▸ Document extract
* * * *

THE PRIMACY OF THE PRINCIPLE OF RECIPROCITY IN THE SINGAPORE LAND REGIME

Date01 December 2001
AuthorPRAKASH PILLAI
Published date01 December 2001

Xpress Print Pte Ltd v Monocrafts Pte Ltd & Anor

I Introduction

On 24 July 2000, the Court of Appeal rendered a landmark judgment in Xpress Print Pte Ltd v Monocrafts Pte Ltd & Anor1, which has changed considerably the legal regime relating to the rights and duties of adjoining property owners. Departing from English principles2 which have been established for more than a century and overturning several of its own previous decisions3, the Court of Appeal held that the right of support enjoyed by a dominant landowner was not limited to land in its natural state, but could be extended to buildings erected thereon, the right accruing at the time the building was constructed. Moving further than any other common law jurisdiction, the Court of Appeal imposed an absolute duty on a servient landowner not to take any steps which would result in interference with the neighbouring building’s right of support.

* * * *

▸ Dataset content
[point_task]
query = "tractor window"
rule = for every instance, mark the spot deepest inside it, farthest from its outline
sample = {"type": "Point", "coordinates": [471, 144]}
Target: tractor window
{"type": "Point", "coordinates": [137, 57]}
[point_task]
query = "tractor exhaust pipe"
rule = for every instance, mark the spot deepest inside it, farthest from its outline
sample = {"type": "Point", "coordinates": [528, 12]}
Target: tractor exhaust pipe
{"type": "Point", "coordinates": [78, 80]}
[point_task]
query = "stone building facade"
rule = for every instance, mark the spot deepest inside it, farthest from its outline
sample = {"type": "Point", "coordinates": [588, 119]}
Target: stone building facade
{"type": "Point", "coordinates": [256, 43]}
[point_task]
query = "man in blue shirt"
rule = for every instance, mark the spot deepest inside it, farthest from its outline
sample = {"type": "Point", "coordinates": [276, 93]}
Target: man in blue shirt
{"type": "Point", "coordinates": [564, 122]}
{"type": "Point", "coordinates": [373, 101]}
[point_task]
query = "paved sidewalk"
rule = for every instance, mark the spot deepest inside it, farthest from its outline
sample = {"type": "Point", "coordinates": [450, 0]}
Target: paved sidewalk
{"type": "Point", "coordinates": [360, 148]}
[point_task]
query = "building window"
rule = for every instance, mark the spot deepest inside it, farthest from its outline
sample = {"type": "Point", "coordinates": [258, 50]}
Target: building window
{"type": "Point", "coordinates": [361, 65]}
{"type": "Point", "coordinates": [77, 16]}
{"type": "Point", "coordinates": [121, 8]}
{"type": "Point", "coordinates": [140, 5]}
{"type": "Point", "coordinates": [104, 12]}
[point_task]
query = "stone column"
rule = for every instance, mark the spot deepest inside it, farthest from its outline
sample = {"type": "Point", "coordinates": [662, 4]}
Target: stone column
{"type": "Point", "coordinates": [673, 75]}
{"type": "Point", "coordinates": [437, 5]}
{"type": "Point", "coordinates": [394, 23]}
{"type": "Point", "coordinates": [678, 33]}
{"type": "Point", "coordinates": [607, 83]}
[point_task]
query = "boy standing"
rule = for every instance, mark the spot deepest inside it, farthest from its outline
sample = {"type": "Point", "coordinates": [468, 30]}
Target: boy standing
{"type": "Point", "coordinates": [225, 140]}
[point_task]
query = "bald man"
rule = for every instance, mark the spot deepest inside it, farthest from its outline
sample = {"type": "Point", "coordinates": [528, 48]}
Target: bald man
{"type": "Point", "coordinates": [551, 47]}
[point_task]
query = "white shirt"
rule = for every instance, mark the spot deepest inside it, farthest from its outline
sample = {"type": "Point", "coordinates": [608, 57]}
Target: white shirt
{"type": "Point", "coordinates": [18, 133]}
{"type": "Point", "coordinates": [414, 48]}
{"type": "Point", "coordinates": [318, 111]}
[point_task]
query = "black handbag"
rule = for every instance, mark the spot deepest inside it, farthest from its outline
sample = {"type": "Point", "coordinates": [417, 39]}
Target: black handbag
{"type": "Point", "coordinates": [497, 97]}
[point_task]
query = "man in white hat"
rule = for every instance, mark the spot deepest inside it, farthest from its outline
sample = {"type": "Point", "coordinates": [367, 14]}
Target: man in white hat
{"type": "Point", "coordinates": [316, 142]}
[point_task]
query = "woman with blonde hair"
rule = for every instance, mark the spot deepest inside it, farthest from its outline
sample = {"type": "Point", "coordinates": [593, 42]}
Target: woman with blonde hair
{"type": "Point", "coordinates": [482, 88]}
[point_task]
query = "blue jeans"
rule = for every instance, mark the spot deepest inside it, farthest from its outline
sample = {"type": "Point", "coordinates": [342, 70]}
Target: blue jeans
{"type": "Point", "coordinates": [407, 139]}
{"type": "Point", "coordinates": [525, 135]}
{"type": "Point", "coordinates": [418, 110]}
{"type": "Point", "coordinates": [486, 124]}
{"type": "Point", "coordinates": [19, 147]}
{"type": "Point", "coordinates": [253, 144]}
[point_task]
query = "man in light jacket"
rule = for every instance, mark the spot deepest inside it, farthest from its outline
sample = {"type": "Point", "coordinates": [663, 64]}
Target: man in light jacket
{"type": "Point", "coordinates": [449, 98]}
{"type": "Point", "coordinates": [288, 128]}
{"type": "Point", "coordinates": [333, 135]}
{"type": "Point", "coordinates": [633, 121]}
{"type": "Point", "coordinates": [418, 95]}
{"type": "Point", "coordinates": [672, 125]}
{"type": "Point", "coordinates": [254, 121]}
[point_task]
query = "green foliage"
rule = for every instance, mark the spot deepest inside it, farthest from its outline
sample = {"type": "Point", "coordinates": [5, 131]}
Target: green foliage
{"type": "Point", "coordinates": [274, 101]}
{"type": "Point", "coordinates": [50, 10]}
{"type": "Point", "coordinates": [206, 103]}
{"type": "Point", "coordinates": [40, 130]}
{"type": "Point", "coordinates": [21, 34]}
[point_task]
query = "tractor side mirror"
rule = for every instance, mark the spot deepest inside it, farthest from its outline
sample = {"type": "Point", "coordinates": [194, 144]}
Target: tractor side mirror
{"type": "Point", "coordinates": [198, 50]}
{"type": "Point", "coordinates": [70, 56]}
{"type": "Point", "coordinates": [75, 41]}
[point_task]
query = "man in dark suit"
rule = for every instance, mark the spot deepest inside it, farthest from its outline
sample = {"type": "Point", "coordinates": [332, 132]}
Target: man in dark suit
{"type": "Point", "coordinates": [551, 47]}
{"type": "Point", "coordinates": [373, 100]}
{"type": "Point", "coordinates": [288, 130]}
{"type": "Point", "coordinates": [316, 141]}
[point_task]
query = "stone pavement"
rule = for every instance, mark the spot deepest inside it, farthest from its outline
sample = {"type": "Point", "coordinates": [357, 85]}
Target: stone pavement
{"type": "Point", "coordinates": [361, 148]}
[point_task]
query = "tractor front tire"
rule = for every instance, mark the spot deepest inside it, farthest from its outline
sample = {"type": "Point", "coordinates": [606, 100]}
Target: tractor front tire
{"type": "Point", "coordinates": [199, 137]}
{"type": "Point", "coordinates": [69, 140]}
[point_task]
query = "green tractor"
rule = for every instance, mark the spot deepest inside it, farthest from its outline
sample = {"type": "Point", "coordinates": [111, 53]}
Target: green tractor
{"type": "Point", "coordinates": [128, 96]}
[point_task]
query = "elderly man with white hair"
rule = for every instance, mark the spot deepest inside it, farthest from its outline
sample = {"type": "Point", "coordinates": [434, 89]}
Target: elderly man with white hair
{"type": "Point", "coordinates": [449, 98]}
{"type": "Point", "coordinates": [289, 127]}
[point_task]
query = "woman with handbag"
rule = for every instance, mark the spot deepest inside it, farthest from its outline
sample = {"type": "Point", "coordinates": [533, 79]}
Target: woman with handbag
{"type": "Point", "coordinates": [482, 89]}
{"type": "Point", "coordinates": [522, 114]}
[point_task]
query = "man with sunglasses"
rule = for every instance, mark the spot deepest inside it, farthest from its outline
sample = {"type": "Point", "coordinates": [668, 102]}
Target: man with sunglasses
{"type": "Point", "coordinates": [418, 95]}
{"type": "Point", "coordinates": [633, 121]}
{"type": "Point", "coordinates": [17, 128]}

* * * *

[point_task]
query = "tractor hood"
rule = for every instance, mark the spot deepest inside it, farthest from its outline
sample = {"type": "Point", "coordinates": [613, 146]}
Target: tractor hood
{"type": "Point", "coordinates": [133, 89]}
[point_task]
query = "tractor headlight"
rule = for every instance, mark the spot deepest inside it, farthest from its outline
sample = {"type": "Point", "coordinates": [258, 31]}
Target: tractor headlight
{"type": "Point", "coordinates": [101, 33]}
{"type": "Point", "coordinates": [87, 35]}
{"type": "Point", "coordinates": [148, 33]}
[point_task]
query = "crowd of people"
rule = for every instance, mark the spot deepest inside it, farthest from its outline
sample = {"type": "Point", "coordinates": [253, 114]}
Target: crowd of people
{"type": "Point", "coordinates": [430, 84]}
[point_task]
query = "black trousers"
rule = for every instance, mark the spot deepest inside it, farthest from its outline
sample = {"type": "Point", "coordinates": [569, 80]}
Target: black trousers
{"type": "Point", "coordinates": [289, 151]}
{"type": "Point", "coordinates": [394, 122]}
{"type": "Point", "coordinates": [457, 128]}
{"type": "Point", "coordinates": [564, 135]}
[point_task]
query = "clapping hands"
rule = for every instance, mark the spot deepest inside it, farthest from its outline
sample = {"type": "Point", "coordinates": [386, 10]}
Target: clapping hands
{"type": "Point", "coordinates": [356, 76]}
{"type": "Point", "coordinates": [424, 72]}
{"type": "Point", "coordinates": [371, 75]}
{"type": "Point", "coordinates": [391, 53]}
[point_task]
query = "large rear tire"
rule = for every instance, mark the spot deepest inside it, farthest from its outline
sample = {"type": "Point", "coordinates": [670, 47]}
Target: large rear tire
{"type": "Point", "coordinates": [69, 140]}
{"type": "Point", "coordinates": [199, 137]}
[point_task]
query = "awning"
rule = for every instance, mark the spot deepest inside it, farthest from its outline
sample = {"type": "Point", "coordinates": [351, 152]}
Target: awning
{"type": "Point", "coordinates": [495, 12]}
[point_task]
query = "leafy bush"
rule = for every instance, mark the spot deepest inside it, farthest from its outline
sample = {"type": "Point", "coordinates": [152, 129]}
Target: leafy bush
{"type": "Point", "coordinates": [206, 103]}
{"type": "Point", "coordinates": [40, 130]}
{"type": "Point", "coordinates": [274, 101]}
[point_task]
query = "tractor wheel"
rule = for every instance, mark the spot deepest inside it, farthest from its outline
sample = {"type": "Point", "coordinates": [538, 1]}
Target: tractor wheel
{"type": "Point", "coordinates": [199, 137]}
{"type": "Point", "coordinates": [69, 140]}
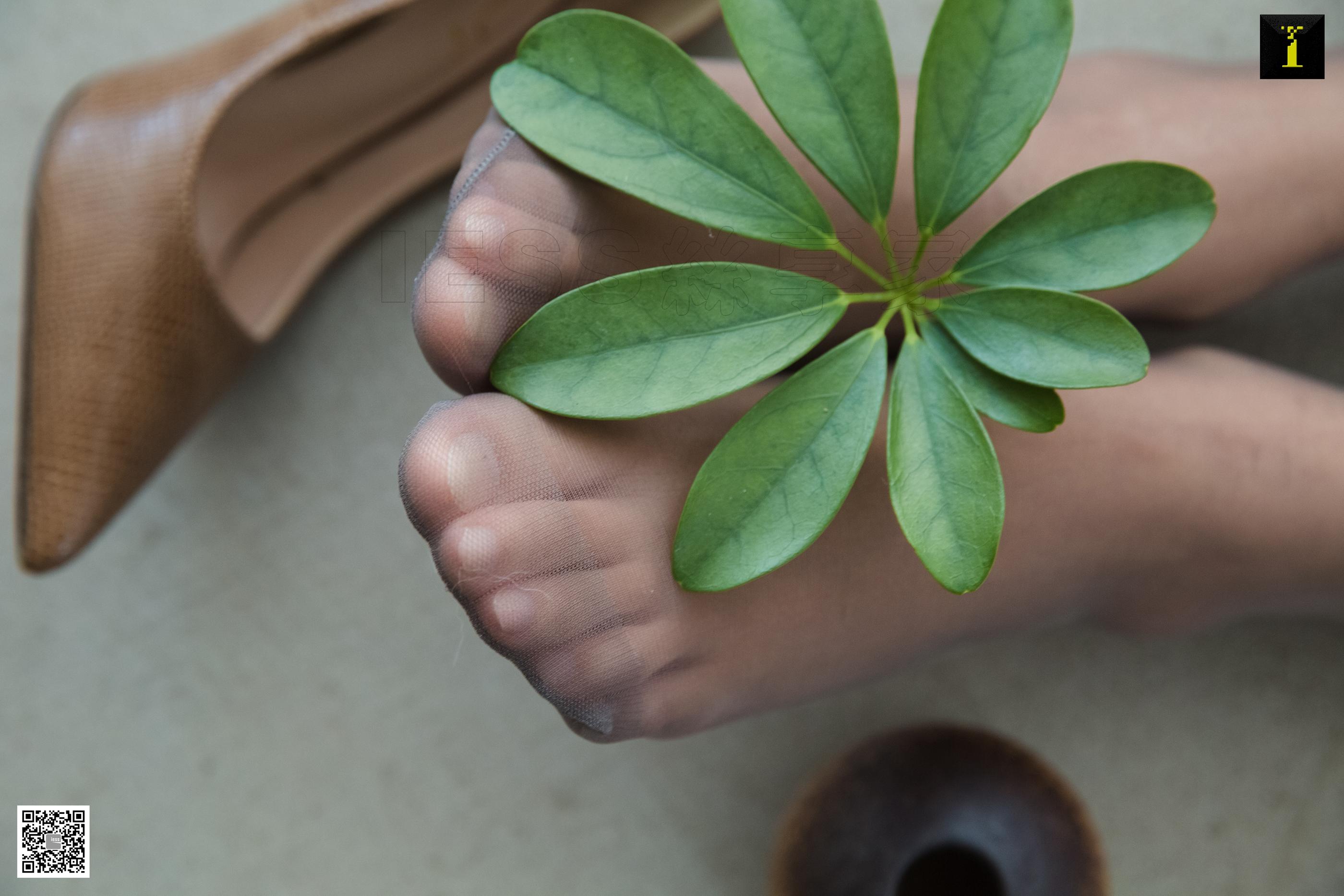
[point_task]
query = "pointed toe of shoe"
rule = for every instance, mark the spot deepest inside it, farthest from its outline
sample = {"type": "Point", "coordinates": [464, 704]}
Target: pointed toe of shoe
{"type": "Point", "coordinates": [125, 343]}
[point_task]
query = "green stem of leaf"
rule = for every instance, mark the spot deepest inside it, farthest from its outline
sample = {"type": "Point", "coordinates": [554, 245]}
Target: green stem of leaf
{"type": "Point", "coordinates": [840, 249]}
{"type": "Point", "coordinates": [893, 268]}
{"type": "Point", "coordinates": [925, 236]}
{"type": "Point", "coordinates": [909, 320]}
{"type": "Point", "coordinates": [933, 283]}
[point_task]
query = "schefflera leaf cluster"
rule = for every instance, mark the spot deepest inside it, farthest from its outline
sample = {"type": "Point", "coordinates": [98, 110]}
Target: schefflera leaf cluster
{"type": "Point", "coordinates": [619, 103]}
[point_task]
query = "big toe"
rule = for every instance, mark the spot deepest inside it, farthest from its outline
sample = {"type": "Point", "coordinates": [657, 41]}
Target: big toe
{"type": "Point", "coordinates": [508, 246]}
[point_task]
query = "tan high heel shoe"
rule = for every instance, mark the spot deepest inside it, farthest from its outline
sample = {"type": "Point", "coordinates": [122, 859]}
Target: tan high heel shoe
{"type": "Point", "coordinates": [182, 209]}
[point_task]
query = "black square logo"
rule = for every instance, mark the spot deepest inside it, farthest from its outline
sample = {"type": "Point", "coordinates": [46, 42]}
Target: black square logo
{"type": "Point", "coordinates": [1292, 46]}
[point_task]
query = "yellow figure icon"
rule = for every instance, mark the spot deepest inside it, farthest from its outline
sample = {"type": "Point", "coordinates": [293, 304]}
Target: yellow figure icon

* * * *

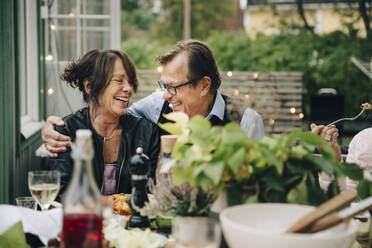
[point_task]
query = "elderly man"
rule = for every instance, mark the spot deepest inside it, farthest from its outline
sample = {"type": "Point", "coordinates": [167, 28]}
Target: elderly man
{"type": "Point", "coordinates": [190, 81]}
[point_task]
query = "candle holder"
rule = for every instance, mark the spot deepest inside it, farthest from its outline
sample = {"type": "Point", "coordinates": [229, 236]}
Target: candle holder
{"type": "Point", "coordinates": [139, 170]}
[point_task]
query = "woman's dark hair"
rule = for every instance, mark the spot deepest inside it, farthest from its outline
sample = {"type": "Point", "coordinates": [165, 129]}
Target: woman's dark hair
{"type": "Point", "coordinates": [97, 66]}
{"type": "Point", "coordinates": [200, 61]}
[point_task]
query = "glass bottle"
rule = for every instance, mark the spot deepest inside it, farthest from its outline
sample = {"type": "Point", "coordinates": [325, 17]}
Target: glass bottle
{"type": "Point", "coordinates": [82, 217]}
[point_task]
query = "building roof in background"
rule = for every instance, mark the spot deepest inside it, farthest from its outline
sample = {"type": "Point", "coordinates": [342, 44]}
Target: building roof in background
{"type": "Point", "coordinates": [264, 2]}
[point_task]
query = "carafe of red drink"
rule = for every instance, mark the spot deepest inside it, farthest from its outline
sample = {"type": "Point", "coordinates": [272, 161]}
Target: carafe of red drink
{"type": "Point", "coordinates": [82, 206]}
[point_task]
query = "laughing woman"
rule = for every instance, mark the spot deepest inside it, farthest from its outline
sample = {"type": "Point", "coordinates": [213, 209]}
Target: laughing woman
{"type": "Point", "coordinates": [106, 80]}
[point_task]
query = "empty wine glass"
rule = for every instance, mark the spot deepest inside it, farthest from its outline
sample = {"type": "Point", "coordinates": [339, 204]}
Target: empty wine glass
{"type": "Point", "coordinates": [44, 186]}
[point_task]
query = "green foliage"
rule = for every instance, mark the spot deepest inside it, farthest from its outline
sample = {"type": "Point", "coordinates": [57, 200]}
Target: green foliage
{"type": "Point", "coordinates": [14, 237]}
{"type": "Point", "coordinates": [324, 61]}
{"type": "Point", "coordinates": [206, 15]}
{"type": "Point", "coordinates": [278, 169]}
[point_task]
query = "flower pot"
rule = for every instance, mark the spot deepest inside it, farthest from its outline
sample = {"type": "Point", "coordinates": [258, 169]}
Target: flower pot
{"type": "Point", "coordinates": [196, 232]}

* * * *

▸ Directive
Please continue the case note on Xpress Print Pte Ltd v Monocrafts Pte Ltd from the point where its introduction stops.

▸ Result of this task
II Facts of Xpress Print Pte Ltd v Monocrafts Pte Ltd & Anor

The facts, which were agreed at the trial, were as follows. The Appellants, Xpress Print Pte Ltd (“Xpress Print”) and the First Respondents, Monocrafts Pte Ltd (“Monocrafts”) were owners of adjoining plots of land along Kallang Way. On Xpress Print’s land stood a commercial building which was completed in 1996. Early in 1997, Monocrafts decided to construct an industrial building of their own on their land. The Second Respondents, L&B Engineering (S) Pte Ltd (“L&B Engineering”) a firm of contractors, were employed as Main Contractors for the project. It was accepted that they were independent contractors. In February 1997, L&B Engineering erected a temporary retaining wall between the two plots of land to hold up the soil on Xpress Print’s plot. They then began excavating on Monocraft’s land to build a basement and lay the necessary foundations for the building. As a result of the excavation4, soil subsidence occurred on Xpress Print’s land which caused massive damage to its land and building.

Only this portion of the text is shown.